→ TASK INSTRUCTIONS: Reproduce each of the following records verbatim, character for character, with no changes.

→ Entries from an annotation dataset:
# # # # # # #

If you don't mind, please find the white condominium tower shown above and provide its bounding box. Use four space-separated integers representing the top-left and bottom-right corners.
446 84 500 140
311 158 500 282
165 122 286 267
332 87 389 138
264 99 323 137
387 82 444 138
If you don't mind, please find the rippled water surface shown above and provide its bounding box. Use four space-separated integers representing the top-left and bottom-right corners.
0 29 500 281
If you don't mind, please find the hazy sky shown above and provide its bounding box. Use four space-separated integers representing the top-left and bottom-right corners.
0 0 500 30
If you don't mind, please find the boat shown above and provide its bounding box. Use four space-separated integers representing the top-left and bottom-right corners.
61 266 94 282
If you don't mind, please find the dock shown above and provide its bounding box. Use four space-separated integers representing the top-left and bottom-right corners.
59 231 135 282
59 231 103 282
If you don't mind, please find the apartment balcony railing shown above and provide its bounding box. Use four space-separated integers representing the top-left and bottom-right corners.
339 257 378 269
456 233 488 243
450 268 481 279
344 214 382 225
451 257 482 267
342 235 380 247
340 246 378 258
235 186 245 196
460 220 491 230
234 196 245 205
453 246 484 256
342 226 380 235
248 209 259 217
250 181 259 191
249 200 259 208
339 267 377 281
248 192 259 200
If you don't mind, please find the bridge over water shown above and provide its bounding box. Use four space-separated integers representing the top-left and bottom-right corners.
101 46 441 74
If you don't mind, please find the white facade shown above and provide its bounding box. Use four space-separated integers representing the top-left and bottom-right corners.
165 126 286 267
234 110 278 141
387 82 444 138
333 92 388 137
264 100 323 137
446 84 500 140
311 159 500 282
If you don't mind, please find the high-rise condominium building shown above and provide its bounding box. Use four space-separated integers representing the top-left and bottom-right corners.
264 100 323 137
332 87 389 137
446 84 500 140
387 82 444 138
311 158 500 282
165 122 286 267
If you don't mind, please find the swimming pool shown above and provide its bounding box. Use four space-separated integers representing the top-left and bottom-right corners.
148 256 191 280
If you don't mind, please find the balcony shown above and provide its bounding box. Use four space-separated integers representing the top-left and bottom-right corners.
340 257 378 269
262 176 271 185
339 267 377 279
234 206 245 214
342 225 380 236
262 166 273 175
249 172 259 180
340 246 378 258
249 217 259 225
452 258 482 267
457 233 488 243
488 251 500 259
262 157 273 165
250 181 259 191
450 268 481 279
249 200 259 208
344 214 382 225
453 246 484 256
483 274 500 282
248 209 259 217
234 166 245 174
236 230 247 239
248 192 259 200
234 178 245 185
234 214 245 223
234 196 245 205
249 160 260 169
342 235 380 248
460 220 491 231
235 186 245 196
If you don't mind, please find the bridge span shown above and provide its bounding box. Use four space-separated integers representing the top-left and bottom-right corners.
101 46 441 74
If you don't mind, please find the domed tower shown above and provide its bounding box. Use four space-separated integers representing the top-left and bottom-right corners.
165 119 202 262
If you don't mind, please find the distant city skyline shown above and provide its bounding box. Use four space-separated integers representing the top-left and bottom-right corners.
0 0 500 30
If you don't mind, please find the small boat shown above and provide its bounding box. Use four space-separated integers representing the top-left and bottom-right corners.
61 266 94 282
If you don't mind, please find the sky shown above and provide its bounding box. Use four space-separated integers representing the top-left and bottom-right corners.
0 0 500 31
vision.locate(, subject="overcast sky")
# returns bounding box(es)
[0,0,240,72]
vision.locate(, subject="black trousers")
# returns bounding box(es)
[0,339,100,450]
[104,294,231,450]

# # # # # # #

→ FINISHED ANSWER:
If you don't mind, please find the white condominium tower shown above and provide its bounding box. Use four space-separated integers representing the top-left and bottom-right corners.
446 84 500 140
311 158 500 282
165 122 286 267
332 87 389 138
264 99 323 137
387 82 444 138
If you don't mind, please find the rippled water surface shown above and provide its bounding box. Use four space-separated integers representing the top-left and bottom-right corners.
0 29 500 281
If you don't mind, please find the hazy sky shown above and provide its bounding box. Use four space-separated integers representing the top-left and bottom-right corners.
0 0 500 30
If you don't mind, please find the boat shown above and provide its bounding box. Use four space-separated integers representing the top-left and bottom-right corners.
61 266 94 282
If you don't mind, please find the dock shown above and provide its bounding box. Use four space-separated integers representing the top-left and bottom-right corners.
59 231 135 282
59 231 103 282
If you don't mind, please find the apartment balcony railing shown above and provide its bounding box. Use four space-separated integers representing the top-left and bottom-right corners.
339 257 378 269
456 233 488 243
450 268 481 279
344 214 382 225
451 257 482 267
342 235 380 247
340 246 378 258
235 186 245 196
460 220 491 230
234 196 245 205
453 246 484 256
342 226 380 235
248 209 259 217
250 181 259 191
249 200 259 208
339 267 377 281
248 192 259 200
If you don't mind, please find the bridge over water shown above and provide its bounding box. Use four space-separated integers representing the top-left and bottom-right corners.
101 46 441 74
If you don't mind, please find the white facade shown above and provide its bounding box. Use four space-separated integers representing the top-left and bottom-right corners.
165 126 286 267
234 110 278 141
387 82 444 138
333 92 388 137
264 100 323 137
446 84 500 140
311 159 500 282
If you don't mind, please find the high-rise condominium building shown above and provide its bounding box. Use four space-separated integers representing the top-left and bottom-right corners.
264 100 323 137
332 87 389 137
446 84 500 140
387 82 444 138
311 158 500 282
165 122 286 267
If you don't mind, please find the swimming pool shown above and provide its bounding box. Use four space-separated integers representing the top-left and bottom-right corners.
148 256 191 280
If you don't mind, please find the balcony shown above and provide its bounding box. Use four space-separated integers representing the top-left and bottom-right corners.
340 257 378 269
262 176 271 185
339 267 377 279
234 206 245 214
342 225 380 236
262 166 273 175
249 172 259 180
340 246 378 258
249 217 259 225
452 258 482 267
457 233 488 243
488 251 500 259
262 157 273 165
250 181 259 191
450 268 481 279
249 200 259 208
344 214 382 225
453 246 484 256
483 274 500 282
248 209 259 217
234 166 245 174
236 230 247 239
248 192 259 200
234 178 245 185
234 214 245 223
234 196 245 205
249 160 260 169
342 235 380 248
460 220 491 231
235 186 245 196
If you don't mind, please find the bridge span shown above and provide its bounding box. Use four space-separated integers representing the top-left and bottom-right corners.
101 46 441 74
If you don't mind, please find the domed tower shown above and provide its bounding box. Use four space-separated integers representing the top-left and bottom-right corners.
165 119 202 262
If you don't mind, please find the distant city skyline shown above and provide its bounding box. Use four space-separated integers representing the top-left and bottom-right corners.
0 0 500 30
If you don't mind, please find the small boat shown above and provide its bounding box. Use four space-separated integers representing the top-left and bottom-right corners.
61 266 94 282
If you don't mind, please find the sky shown above and provide its bounding box. Use four space-separated integers representing the top-left and bottom-right corners.
0 0 500 31
vision.locate(, subject="overcast sky")
# returns bounding box(es)
[0,0,240,72]
vision.locate(, subject="black trousers")
# returns bounding box(es)
[0,339,100,450]
[104,294,231,450]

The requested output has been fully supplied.